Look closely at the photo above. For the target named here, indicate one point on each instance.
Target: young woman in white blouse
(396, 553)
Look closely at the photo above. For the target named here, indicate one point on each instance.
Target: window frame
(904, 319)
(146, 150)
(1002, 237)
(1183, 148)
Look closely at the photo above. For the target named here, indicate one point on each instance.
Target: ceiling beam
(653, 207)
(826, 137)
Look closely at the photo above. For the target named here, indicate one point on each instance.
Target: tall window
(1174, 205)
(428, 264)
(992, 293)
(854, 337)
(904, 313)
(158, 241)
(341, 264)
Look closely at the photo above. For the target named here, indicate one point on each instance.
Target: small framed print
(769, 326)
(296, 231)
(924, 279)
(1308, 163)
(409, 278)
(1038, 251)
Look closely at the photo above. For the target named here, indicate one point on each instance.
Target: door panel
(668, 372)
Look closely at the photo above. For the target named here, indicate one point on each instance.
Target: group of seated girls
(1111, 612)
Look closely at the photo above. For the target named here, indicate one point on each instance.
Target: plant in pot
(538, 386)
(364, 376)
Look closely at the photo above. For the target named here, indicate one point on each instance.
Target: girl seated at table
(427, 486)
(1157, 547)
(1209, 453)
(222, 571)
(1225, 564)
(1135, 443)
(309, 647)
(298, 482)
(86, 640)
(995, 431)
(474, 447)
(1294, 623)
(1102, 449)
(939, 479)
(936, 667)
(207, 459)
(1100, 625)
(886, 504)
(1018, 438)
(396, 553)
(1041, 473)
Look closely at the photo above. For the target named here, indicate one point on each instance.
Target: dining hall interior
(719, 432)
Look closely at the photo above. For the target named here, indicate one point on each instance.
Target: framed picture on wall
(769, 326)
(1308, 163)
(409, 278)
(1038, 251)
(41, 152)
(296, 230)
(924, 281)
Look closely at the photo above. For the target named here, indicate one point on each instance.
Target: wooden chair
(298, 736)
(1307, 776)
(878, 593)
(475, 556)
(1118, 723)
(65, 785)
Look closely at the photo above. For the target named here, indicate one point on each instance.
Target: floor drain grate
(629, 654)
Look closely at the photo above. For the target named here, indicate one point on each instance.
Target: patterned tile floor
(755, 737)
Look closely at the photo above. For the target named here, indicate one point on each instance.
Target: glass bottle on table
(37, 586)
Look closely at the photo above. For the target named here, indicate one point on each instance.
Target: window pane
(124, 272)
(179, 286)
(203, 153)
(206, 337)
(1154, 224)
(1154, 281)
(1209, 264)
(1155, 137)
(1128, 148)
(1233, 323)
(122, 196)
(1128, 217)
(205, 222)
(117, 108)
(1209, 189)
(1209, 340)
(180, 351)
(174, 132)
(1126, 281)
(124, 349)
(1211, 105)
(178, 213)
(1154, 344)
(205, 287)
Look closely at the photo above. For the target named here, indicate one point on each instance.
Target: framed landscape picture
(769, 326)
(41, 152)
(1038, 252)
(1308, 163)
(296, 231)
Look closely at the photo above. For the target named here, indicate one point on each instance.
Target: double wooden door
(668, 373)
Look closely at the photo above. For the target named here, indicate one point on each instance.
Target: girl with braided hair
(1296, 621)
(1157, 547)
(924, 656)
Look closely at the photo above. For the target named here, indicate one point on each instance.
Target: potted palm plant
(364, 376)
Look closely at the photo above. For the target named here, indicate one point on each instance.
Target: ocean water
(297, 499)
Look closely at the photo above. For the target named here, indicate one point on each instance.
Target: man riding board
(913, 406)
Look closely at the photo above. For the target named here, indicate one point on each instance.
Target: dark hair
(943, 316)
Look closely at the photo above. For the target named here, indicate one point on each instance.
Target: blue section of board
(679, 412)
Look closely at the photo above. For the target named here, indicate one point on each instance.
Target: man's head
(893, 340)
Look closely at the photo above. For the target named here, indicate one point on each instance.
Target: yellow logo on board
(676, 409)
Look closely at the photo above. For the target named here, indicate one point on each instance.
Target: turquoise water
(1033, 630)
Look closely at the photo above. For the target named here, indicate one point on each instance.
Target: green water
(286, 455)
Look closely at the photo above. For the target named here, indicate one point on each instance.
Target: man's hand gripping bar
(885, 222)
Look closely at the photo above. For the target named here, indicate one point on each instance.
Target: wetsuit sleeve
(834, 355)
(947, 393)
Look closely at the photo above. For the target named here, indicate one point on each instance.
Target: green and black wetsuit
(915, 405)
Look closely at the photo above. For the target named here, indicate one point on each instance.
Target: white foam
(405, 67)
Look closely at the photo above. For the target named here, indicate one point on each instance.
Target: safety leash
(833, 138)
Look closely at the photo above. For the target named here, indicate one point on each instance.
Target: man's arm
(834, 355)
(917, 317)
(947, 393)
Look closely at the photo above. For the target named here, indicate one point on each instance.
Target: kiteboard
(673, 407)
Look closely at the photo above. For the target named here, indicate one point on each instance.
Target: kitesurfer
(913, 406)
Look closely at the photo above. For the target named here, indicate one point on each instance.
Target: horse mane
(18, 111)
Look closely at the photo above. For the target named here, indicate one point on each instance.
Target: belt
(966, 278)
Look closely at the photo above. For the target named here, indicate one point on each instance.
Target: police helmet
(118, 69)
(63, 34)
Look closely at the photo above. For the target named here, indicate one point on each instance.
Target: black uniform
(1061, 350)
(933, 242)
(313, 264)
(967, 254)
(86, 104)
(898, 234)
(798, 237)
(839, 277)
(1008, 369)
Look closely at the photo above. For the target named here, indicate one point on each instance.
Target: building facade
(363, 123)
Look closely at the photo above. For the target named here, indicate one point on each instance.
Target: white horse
_ _ _ _ _
- **Assignment**
Return all data verbatim.

- **Answer area**
Look closely at the photo above. For the target named here, indicate one point on each instance.
Target: young woman in white blouse
(396, 553)
Look closely at the photo above. For the target named here, indicate one point on each instance.
Target: window frame
(904, 319)
(146, 150)
(1002, 237)
(1183, 148)
Look closely at the photo above. For the target named here, indicate one point on each instance.
Target: ceiling beam
(653, 207)
(826, 137)
Look closely at the photo above. For the target named here, indicate one point on each instance.
Target: tall window
(1174, 205)
(428, 264)
(992, 293)
(854, 337)
(904, 313)
(158, 241)
(341, 264)
Look closely at the photo above. For the target named here, indicate one point on each instance.
Target: small framed print
(769, 326)
(296, 231)
(924, 279)
(1308, 163)
(409, 278)
(1038, 251)
Look closely at the photo above. For the target named here, indicate one point on each instance.
Target: door panel
(668, 372)
Look closely at the photo above. For the target named here, indicate one point on each instance.
Target: group of seated girls
(1111, 612)
Look closely at the photo above. For the target named here, indicate one point on each instance.
Target: plant in pot
(538, 386)
(364, 376)
Look closely at the photo above. For the target named here, indicate one point on each instance.
Target: girl seated at table
(427, 486)
(1157, 547)
(1209, 453)
(222, 571)
(1225, 564)
(1135, 443)
(309, 647)
(298, 482)
(86, 640)
(995, 431)
(474, 447)
(1294, 623)
(1102, 449)
(939, 479)
(936, 667)
(207, 459)
(1100, 625)
(886, 504)
(1018, 438)
(396, 553)
(1041, 473)
Look closely at the photo above. For the target named here, indicate one point on each instance.
Target: dining hall interior
(719, 432)
Look closely at the photo above. For the target named here, indicate one point on each instance.
Target: framed picture on wall
(769, 326)
(1308, 163)
(409, 278)
(1038, 251)
(41, 152)
(296, 230)
(924, 281)
Look closely at the photo above. For the target named here, indicate one point on each instance.
Target: wooden chair
(298, 736)
(1307, 776)
(878, 593)
(475, 556)
(1118, 723)
(65, 785)
Look closely at the photo above. For the target named here, indicate one point on each instance.
Target: floor drain grate
(629, 654)
Look closely at the photo above. For the target named here, indicate one point on each instance.
Target: patterned tile floor
(755, 737)
Look closely at the photo above. For the target named here, indicate one point on each instance.
Target: glass bottle on table
(37, 586)
Look closely at the photo above. For the target named here, indicate one point on each instance.
Target: window pane
(124, 272)
(179, 286)
(203, 153)
(206, 337)
(1154, 224)
(1154, 281)
(1209, 264)
(1155, 137)
(1128, 148)
(1233, 323)
(122, 196)
(1128, 217)
(205, 222)
(117, 108)
(1209, 189)
(1209, 340)
(180, 351)
(174, 132)
(1126, 281)
(124, 349)
(1211, 105)
(178, 213)
(1154, 344)
(205, 287)
Look closely at the photo above. For the target named here, indicate one point on each instance.
Target: framed landscape picture
(769, 326)
(41, 152)
(1038, 252)
(1308, 163)
(296, 231)
Look closely at the photo above. For the target named here, indicate one point on each instance.
Target: double wooden door
(668, 373)
Look closely at the photo above. For the target named here, indicate one point on each instance.
Target: girl with braided hair
(1296, 621)
(1157, 547)
(924, 656)
Look closely at the photo above. For the target named here, indicate one point on each instance.
Target: potted palm plant
(364, 376)
Look closely at the photo above. For the target named here, indicate one point on each instance.
Target: ocean water
(297, 499)
Look closely at the photo above. For the target named here, indicate one point on each instance.
Target: man riding board
(913, 406)
Look closely at the photo above. For the target named here, indicate one point on each instance.
Target: dark hair
(943, 316)
Look closely at the photo above. For the target named here, indicate one point on each instance.
Target: blue section of board
(679, 412)
Look closely at the photo above. For the target named here, indicate one point on each instance.
Target: man's head
(893, 340)
Look closely at the photo above. For the target named here, indicate one point on each instance.
Target: yellow logo on board
(676, 409)
Look closely at the photo above. For the target named here, indicate one point on each instance.
Target: turquoise water
(1033, 630)
Look closely at the photo above. For the target named here, indicate one point on each instance.
Target: green water
(286, 455)
Look closely at the photo above. For the target named here, indicate one point on each instance.
Target: man's hand gripping bar
(885, 222)
Look closely at the photo above. For the target named here, indicate one point on each instance.
Target: wetsuit sleeve
(834, 355)
(947, 393)
Look closely at the photo above. For the target named here, indicate one point on each instance.
Target: green and black wetsuit
(915, 405)
Look closely at the photo above. For the target named here, indicate one point on each instance.
Target: white foam
(405, 67)
Look closely at the photo above. For the target named here, indicate one point on each instance.
Target: safety leash
(833, 138)
Look closely at the photo above. For the target named here, indicate one point on each instance.
Target: man's arm
(834, 355)
(917, 317)
(947, 393)
Look closely at the photo above. For the target named here, indicate one point on each instance.
Target: kiteboard
(673, 407)
Look closely at the photo above. For the target named here, indicate one point on each instance.
Target: kitesurfer
(913, 406)
Look closely at the photo above. For the target named here, indicate one point on each instance.
Target: horse mane
(18, 111)
Look closely at the photo above. For the target named here, indicate one point on each instance.
Target: belt
(966, 278)
Look closely at the photo above. For the target named here, indicate one point on each instance.
Target: police helmet
(118, 69)
(63, 34)
Look closely at the photo above. For the target named here, indicate one point on each instance.
Target: black uniform
(1061, 350)
(933, 242)
(313, 264)
(967, 254)
(86, 104)
(898, 234)
(798, 237)
(839, 277)
(1008, 369)
Look closely at the photo above. For the target named here, indicate one point on each instance.
Target: building facade
(363, 123)
Look closely at the photo above. For the target named here, indicate one point on each instance.
Target: white horse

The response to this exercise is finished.